*** Selected passage ***

Character is something else. Character is I think more related to time, and grows and develops with a sort of reptilian slowness. And insight cannot go bad on you: either you have insight or you do not. I guess you can lose insight through bad living or not maintaining your practice, but really insight is a fairly clear matter. The realm of character is different, though. Character does change; we can become more whole and occasionally we meet some people who become less whole. A flaw in their character gradually takes them over. I think of character as being primarily the willingness to be with, to read, to listen to, the flow of things that we often call the Tao, for short. It is the willingness not to separate from the current of life. And with this goes the ability to experience our own lives and the willingness to live our lives fully, without resisting our experience. This takes courage, equanimity, steadfastness, honesty. And I think it really helps if we are willing to be foolish a lot. There is always that noticing with a sense of wonder that is important and helpful in the character work.

*** Recorded data ***

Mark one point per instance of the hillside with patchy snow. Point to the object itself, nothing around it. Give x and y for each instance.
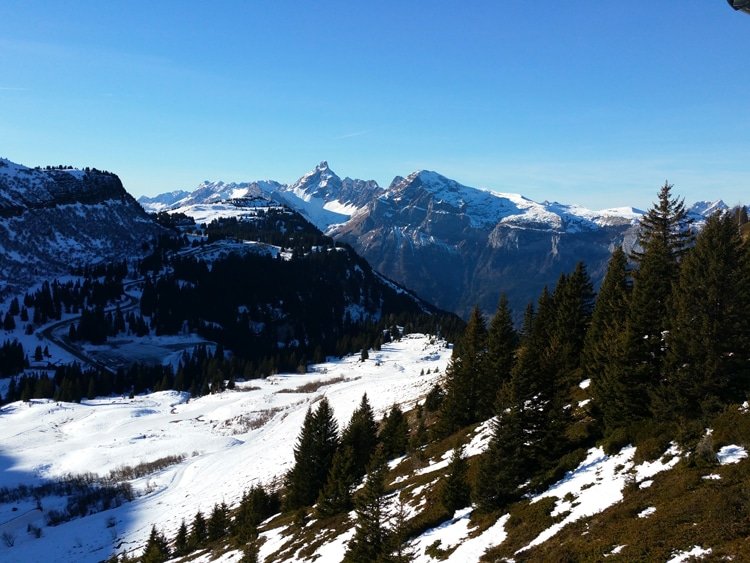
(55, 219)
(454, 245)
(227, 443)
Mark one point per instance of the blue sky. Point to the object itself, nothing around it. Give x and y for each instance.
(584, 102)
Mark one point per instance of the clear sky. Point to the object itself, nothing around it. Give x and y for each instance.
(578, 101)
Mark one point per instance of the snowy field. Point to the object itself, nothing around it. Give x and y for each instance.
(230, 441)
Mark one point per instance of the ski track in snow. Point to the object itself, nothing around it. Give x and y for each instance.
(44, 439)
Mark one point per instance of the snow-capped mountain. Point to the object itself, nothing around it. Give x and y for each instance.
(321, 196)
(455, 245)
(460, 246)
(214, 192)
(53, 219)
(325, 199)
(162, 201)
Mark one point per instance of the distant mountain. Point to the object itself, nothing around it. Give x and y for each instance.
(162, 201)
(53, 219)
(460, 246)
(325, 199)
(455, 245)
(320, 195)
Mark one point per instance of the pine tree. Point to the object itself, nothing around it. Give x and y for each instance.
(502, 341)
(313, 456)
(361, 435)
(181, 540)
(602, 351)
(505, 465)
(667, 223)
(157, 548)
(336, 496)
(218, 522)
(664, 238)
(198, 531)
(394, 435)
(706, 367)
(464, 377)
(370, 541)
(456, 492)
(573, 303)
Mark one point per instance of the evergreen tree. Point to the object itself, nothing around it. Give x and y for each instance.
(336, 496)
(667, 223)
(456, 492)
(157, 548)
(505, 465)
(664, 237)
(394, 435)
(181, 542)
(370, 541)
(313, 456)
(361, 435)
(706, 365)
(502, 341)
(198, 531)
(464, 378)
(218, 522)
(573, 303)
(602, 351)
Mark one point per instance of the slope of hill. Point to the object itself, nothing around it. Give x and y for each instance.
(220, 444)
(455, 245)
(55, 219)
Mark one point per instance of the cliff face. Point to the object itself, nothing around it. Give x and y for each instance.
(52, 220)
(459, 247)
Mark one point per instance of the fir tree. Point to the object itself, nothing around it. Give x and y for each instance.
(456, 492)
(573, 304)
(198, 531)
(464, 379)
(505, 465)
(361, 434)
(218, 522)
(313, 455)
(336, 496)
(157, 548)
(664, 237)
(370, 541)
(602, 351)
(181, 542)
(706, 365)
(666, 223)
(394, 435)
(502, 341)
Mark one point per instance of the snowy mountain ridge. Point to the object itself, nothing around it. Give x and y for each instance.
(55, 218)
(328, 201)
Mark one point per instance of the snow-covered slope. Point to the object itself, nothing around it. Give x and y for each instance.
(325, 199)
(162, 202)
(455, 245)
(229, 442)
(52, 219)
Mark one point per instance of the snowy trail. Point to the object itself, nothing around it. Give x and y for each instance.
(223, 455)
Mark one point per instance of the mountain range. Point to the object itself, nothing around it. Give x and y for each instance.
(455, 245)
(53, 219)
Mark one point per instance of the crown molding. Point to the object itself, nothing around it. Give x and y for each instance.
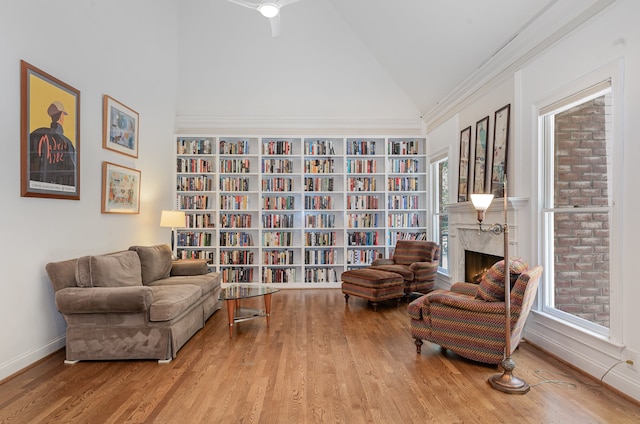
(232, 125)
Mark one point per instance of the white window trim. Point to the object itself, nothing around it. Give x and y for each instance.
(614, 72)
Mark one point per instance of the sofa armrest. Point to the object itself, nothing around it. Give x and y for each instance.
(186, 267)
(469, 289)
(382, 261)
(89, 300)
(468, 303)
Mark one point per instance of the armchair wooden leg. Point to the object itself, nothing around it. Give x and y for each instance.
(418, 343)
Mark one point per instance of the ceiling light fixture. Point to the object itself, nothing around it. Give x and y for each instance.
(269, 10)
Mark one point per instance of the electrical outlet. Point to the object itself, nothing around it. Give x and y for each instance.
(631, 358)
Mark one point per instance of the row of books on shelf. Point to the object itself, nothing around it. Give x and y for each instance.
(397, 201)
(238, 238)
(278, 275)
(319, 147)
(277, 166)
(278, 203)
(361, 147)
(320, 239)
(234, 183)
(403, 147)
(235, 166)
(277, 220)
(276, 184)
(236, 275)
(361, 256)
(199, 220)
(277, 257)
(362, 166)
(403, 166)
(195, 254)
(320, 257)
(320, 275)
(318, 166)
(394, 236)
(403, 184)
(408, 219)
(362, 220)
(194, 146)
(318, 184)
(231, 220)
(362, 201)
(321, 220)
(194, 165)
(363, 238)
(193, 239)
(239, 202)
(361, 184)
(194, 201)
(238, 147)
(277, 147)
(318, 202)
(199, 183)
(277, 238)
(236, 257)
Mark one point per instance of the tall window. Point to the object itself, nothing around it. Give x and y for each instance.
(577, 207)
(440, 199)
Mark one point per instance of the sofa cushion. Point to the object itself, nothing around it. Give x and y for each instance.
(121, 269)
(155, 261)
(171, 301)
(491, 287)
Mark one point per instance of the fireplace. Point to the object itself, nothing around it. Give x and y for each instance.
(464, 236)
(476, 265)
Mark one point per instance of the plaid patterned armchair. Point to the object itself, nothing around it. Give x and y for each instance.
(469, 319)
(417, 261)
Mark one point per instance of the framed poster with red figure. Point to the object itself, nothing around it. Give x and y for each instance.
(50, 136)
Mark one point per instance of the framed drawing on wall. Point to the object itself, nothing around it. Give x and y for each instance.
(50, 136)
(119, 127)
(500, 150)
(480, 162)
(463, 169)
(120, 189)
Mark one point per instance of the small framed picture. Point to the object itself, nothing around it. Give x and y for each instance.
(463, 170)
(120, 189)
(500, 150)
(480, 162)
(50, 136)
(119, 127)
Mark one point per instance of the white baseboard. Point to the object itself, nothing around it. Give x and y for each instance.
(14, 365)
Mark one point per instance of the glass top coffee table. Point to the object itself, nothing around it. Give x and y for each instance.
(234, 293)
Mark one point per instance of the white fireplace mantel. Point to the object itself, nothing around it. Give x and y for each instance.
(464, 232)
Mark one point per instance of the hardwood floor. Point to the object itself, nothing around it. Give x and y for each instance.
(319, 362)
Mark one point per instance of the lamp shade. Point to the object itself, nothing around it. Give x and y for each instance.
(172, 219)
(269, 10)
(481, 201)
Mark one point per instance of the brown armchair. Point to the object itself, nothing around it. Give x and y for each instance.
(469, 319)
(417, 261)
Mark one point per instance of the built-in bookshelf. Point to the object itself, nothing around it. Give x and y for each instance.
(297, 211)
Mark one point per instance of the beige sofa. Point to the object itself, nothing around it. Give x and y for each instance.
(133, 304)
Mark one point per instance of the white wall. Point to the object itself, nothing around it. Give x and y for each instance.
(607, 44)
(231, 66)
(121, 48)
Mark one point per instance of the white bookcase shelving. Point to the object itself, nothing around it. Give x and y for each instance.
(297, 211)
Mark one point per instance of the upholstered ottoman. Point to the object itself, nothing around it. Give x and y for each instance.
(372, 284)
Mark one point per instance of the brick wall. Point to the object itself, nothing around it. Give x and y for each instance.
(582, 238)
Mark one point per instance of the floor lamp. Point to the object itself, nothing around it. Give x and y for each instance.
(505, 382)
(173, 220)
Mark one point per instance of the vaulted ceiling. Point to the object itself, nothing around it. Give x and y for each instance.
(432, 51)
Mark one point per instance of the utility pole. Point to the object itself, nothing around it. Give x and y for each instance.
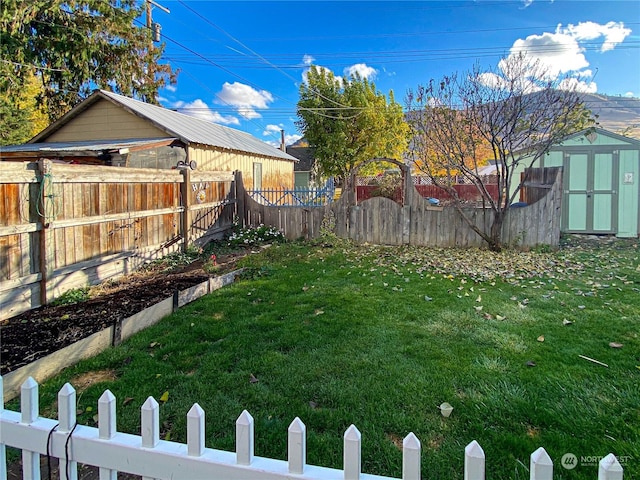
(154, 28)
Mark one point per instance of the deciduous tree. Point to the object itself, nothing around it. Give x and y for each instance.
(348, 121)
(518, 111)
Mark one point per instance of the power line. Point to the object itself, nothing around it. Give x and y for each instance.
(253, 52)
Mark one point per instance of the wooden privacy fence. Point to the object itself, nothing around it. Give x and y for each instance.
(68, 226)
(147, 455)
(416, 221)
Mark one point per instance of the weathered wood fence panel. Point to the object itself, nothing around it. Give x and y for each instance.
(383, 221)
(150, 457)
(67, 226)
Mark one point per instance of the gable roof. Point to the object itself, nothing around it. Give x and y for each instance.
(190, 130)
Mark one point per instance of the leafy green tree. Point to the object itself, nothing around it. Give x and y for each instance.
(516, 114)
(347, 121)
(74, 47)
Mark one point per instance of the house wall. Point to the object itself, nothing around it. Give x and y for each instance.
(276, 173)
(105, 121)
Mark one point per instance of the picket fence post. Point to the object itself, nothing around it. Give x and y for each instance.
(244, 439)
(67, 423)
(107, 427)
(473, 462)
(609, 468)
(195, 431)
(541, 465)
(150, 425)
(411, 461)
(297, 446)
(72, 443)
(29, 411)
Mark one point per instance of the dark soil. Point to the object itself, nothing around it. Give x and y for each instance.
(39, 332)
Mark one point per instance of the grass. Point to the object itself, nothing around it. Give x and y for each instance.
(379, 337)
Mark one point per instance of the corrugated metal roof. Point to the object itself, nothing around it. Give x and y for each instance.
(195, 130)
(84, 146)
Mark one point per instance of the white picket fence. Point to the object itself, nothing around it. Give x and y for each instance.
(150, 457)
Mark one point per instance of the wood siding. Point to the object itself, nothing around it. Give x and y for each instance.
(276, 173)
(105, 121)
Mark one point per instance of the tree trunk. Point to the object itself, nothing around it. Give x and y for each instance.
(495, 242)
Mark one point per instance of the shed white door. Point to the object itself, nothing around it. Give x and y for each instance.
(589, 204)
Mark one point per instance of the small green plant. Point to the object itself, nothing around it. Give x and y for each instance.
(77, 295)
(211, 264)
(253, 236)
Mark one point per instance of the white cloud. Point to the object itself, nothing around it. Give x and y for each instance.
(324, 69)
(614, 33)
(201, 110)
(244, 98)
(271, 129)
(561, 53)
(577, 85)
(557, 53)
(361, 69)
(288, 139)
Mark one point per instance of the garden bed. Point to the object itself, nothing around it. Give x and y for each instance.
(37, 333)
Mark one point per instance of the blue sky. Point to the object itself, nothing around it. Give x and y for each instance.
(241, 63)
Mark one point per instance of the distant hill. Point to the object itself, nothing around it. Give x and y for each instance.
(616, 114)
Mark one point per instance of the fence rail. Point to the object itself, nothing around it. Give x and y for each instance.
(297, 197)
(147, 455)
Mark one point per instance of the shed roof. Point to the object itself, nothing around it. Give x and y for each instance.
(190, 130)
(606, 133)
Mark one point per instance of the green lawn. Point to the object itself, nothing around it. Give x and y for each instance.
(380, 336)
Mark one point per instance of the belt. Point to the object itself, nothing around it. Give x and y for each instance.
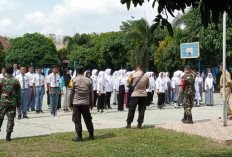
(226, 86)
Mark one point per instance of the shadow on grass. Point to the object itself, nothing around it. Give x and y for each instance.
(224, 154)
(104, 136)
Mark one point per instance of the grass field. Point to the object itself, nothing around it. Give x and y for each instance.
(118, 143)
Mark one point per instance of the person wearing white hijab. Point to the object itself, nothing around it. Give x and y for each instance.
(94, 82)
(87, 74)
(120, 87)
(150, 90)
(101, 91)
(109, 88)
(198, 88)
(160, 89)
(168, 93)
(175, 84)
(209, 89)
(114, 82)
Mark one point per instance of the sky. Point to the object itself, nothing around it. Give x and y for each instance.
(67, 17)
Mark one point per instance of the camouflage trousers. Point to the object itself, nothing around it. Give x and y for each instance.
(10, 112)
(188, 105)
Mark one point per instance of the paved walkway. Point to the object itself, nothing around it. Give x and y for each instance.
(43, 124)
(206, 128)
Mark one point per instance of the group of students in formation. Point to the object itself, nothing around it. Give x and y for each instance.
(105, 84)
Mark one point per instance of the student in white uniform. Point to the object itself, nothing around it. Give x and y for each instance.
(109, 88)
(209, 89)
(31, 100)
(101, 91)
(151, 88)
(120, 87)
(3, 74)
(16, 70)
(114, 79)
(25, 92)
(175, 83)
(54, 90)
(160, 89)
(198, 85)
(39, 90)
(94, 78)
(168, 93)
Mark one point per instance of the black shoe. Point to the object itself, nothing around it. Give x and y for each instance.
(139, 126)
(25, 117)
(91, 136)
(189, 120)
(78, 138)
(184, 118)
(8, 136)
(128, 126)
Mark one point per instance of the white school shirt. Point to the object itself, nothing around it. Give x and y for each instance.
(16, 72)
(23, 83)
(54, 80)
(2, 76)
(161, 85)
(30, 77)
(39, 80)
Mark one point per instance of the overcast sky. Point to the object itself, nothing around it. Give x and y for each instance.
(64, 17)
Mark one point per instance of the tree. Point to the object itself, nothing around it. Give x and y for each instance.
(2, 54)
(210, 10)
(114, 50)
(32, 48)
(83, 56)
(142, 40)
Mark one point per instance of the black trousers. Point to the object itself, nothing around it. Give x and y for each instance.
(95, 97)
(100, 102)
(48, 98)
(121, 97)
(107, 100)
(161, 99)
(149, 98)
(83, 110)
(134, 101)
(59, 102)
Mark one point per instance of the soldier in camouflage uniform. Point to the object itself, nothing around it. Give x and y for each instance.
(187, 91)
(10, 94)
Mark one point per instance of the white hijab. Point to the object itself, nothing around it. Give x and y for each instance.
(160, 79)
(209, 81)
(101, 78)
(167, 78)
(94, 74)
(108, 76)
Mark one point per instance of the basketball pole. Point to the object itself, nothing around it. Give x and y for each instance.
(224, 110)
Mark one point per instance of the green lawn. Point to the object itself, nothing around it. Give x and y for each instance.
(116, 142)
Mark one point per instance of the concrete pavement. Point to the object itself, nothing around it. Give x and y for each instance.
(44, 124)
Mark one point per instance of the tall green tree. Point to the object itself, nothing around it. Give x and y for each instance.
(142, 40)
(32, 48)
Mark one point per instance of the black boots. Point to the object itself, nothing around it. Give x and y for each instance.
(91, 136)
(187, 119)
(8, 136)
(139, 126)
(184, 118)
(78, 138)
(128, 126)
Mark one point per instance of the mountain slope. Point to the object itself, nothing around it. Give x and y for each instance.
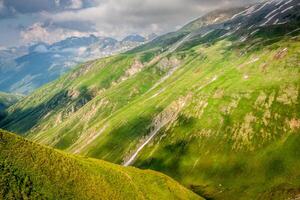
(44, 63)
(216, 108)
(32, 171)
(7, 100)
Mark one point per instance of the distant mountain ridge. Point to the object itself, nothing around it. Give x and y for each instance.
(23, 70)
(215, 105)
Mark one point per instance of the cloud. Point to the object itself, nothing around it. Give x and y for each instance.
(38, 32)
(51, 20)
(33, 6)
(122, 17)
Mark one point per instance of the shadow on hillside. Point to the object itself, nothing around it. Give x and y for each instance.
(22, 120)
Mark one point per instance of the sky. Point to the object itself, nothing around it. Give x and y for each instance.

***

● **Task details**:
According to the passage on character, at what pace does character grow and develop? The rows aren't needed for this.

● **Written answer**:
With a sort of reptilian slowness.